──────── RECORDS FOR THE EXERCISE ────────

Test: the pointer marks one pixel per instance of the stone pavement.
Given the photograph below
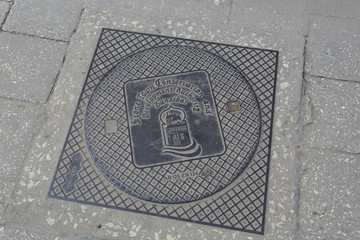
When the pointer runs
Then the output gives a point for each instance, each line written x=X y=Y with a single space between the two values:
x=314 y=186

────────

* TASK REQUIREMENTS *
Copy the records above word for word, leaving out the pictures.

* SOLUTION TO THE PROBLEM *
Test: the pointer marks one pixel per instance of the stone pavement.
Given the photograph below
When the pointer runs
Then the output gives a point for each instance, each line written x=X y=Y with a single space between the two values:
x=314 y=186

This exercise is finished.